__Aim of the task__
When the string "head" is part of a line in the data below, report the whole line.

__Information provided__
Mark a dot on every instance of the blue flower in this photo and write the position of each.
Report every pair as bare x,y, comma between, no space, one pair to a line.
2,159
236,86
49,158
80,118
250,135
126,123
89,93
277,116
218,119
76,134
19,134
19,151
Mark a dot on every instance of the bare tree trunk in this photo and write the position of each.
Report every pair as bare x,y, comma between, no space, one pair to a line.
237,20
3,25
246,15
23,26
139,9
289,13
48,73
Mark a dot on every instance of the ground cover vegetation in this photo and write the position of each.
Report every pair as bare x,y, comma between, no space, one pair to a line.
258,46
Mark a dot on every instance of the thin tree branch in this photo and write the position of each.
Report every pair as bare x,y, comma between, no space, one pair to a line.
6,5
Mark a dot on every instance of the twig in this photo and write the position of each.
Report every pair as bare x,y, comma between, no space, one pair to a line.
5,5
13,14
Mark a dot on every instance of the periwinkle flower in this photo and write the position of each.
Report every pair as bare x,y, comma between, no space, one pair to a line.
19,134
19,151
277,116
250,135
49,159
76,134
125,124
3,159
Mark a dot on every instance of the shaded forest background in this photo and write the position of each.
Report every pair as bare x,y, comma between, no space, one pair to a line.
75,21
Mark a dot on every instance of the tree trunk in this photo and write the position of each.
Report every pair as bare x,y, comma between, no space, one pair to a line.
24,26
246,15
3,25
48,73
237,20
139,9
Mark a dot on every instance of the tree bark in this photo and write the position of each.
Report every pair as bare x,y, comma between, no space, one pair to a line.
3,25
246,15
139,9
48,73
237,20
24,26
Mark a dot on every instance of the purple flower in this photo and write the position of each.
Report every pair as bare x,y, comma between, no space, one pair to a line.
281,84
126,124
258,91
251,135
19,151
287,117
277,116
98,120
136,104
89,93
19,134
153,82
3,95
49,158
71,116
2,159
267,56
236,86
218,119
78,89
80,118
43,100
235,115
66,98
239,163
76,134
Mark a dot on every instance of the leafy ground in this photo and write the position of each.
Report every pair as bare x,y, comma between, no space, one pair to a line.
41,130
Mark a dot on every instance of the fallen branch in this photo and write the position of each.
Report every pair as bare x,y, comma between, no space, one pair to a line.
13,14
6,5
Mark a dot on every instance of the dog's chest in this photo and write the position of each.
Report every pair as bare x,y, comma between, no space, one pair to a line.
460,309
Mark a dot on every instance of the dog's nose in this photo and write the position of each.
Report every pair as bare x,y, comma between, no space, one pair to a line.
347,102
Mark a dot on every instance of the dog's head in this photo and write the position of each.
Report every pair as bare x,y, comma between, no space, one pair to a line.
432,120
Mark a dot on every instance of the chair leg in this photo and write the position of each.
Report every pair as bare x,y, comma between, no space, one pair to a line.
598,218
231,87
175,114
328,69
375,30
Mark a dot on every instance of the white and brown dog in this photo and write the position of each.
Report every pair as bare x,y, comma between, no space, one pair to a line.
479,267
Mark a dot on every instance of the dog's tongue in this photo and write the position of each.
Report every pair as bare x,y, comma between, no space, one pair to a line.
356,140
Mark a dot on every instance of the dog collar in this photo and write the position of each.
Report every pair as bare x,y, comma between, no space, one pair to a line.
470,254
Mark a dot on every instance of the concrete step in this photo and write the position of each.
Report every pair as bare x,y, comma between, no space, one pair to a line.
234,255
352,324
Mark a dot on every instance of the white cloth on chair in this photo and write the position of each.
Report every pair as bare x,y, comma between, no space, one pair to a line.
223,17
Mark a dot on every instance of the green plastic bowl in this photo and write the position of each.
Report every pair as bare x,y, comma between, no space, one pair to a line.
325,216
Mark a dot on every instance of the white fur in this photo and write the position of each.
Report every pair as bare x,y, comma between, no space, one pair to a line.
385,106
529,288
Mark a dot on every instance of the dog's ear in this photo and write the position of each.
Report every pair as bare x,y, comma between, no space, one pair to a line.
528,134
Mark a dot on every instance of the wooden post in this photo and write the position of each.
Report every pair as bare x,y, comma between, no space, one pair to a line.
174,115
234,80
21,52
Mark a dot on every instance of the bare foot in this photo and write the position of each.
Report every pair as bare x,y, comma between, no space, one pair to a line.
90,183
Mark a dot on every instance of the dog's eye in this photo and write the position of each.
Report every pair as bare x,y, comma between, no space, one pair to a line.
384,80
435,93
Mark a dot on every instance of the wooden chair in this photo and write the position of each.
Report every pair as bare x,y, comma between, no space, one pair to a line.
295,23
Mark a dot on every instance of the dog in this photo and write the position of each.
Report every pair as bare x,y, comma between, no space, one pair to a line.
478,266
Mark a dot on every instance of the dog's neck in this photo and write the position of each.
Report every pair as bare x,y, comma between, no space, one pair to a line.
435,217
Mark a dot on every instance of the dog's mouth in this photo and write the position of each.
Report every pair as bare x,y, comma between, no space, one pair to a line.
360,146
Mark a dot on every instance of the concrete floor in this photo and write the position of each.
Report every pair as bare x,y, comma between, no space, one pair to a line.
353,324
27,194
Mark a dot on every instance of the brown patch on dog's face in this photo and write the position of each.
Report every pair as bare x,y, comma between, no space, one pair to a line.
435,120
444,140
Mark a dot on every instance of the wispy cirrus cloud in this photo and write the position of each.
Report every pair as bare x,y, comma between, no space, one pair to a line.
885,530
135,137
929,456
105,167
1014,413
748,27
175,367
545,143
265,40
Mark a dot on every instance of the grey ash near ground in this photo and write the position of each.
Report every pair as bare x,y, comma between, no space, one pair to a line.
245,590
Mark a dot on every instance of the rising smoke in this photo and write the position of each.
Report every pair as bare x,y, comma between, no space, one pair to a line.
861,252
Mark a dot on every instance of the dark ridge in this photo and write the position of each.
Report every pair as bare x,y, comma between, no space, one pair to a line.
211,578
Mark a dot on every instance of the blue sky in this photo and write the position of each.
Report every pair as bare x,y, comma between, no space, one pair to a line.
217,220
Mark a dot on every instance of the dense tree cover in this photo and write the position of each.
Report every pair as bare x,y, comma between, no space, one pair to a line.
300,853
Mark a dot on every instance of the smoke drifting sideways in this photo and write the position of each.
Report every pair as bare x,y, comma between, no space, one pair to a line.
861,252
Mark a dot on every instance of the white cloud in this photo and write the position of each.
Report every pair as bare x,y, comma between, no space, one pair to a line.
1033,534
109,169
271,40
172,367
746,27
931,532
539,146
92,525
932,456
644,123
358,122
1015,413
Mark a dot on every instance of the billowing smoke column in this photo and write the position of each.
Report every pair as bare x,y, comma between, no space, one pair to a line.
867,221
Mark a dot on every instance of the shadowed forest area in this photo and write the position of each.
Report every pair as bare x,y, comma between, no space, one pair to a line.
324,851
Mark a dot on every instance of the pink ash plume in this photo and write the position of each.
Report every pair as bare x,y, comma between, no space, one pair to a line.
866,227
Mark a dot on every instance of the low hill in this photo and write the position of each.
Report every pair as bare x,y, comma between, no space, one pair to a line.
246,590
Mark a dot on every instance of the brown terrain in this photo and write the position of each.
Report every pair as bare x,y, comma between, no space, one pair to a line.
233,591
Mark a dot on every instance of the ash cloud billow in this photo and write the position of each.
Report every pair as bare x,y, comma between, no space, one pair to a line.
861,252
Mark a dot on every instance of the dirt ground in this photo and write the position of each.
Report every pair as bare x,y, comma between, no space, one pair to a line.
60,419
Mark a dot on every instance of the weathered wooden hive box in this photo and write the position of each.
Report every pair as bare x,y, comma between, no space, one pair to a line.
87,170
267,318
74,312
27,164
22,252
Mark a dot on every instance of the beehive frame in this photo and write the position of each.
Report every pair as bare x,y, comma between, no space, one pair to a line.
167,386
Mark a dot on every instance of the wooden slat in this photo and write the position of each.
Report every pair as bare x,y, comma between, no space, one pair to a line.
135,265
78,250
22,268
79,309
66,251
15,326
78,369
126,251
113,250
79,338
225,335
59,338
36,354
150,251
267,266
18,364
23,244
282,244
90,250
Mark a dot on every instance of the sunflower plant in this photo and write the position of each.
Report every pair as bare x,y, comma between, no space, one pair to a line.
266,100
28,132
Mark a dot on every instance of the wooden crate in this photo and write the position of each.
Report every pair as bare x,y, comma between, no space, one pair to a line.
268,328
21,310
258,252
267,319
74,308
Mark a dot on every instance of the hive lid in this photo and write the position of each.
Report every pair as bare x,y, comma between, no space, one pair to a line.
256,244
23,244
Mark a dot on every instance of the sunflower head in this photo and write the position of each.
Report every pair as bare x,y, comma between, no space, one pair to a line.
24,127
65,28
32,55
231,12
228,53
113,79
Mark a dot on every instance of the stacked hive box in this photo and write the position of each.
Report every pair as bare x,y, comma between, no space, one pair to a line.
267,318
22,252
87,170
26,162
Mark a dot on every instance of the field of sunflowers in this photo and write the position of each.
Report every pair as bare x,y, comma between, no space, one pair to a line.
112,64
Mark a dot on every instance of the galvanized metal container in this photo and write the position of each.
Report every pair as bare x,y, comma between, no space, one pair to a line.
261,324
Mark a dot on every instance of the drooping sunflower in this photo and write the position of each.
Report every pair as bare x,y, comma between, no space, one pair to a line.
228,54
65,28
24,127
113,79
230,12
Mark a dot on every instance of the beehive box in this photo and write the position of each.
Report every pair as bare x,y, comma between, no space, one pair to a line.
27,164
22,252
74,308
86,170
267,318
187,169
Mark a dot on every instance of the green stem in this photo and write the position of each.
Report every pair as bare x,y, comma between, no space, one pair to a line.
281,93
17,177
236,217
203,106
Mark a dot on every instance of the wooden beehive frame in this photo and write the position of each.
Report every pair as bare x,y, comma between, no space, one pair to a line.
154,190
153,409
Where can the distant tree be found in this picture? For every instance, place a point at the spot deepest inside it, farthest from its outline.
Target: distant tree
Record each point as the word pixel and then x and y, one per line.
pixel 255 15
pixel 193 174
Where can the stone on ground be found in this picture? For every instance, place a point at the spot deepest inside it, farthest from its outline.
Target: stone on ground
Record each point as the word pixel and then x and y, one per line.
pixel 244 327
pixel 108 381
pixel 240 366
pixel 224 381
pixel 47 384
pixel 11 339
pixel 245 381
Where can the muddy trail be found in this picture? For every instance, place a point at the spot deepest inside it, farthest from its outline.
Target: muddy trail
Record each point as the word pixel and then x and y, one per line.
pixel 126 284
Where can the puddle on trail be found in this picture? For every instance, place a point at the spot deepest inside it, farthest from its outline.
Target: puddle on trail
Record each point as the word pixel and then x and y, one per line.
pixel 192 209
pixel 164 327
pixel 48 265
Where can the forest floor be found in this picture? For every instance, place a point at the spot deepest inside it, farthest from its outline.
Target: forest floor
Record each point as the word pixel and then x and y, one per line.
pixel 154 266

__Task answer__
Mark a dot on every instance of the dog's head in this photo and write the position of each.
Mark a dot on every instance of the sunflower head in this photo and write the position of each.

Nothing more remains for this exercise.